• **Supplied data**
*** Block opens ***

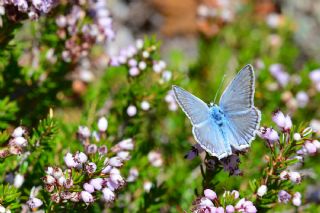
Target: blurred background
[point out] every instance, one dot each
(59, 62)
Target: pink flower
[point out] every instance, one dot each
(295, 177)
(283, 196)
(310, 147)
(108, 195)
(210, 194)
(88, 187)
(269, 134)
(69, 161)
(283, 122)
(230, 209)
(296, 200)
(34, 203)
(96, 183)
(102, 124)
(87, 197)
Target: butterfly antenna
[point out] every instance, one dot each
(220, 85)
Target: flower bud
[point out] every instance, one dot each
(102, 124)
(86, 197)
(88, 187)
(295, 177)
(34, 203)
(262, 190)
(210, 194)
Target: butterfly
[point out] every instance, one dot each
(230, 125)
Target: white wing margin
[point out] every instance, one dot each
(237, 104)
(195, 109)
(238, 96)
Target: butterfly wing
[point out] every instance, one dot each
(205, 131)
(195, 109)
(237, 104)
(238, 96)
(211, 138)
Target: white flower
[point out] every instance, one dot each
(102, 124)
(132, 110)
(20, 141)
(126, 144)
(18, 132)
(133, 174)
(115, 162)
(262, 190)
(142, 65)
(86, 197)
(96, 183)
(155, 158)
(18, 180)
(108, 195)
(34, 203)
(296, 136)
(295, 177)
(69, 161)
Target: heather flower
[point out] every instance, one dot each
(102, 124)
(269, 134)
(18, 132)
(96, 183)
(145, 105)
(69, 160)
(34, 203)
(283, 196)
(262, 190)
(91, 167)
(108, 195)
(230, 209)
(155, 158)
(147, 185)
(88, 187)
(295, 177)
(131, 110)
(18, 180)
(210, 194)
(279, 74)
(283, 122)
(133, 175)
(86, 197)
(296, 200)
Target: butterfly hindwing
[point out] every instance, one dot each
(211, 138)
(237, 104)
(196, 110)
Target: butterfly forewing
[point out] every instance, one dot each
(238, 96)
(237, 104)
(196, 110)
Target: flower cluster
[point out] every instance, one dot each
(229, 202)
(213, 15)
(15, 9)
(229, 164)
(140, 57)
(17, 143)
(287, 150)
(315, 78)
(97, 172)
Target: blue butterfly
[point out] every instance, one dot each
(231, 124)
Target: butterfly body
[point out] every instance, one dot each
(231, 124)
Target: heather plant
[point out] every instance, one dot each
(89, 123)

*** Block closes ***
*** Block opens ***

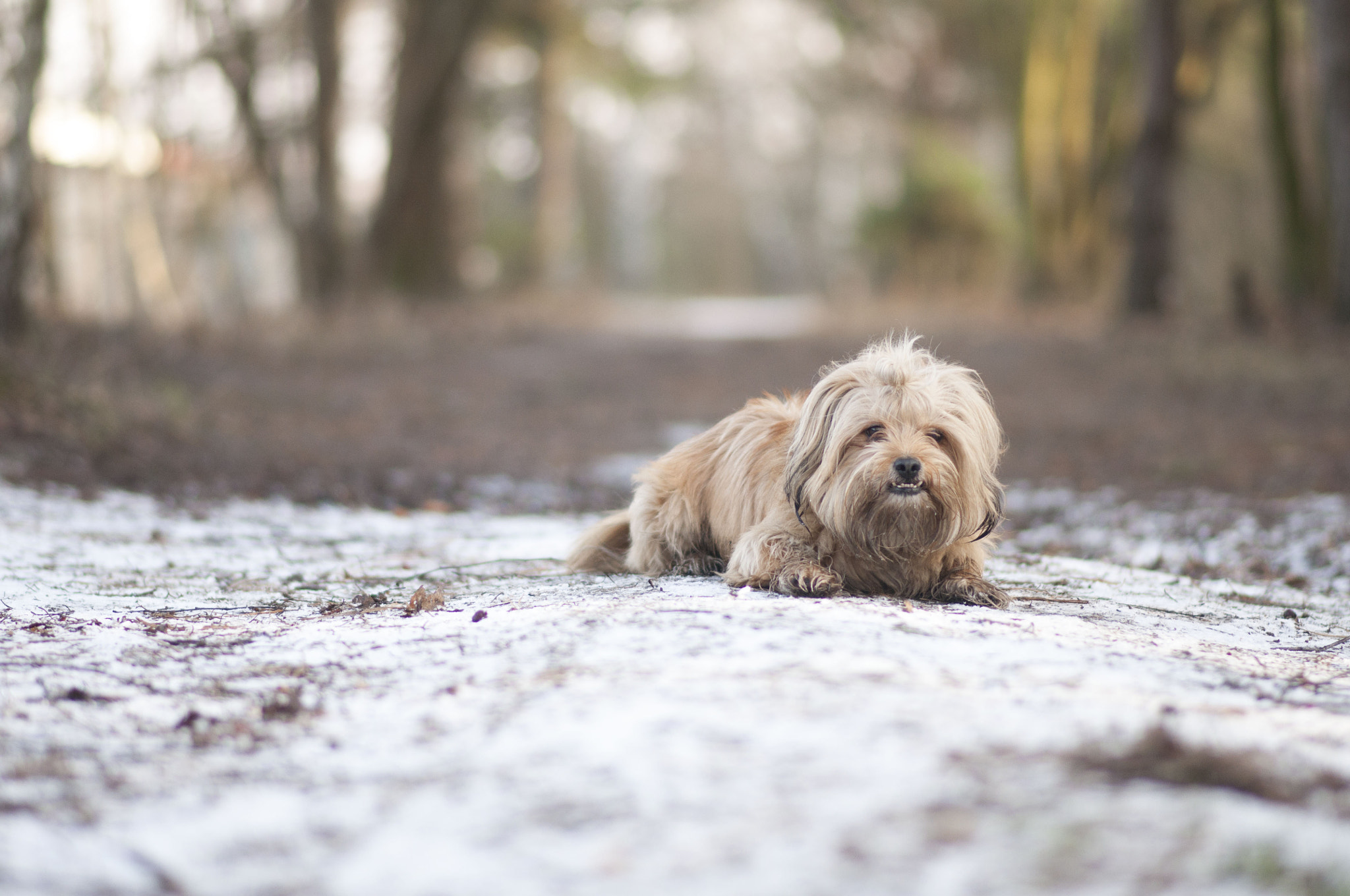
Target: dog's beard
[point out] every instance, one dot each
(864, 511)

*** Block closes ***
*** Block opens ***

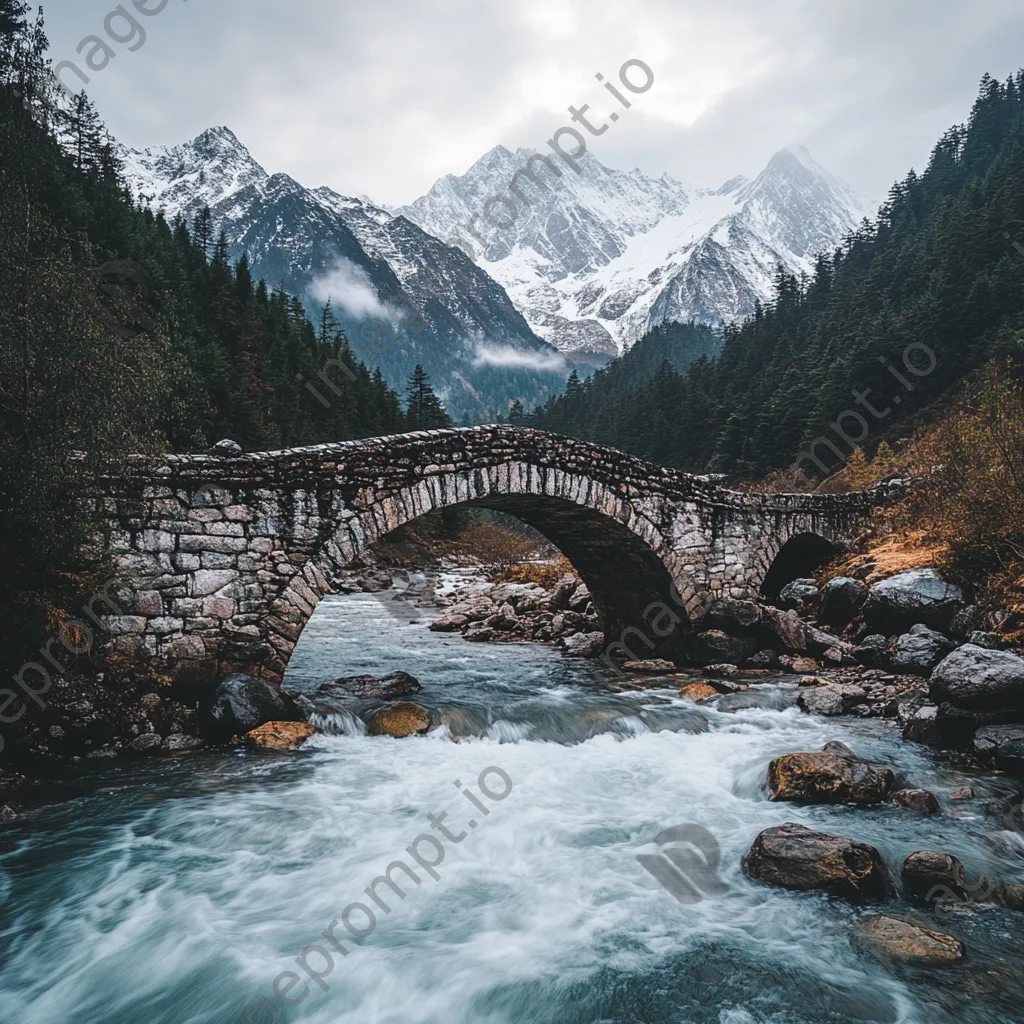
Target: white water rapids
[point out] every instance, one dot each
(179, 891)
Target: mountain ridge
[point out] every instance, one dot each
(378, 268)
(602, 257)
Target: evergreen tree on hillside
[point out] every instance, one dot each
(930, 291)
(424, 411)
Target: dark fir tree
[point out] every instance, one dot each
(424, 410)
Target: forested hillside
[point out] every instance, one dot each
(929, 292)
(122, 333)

*** Block closes ***

• **Work instruction**
What lines in the data above carry "white"? Return them all.

• **Answer**
Target: white wing margin
Target: white flower
Target: white water rapids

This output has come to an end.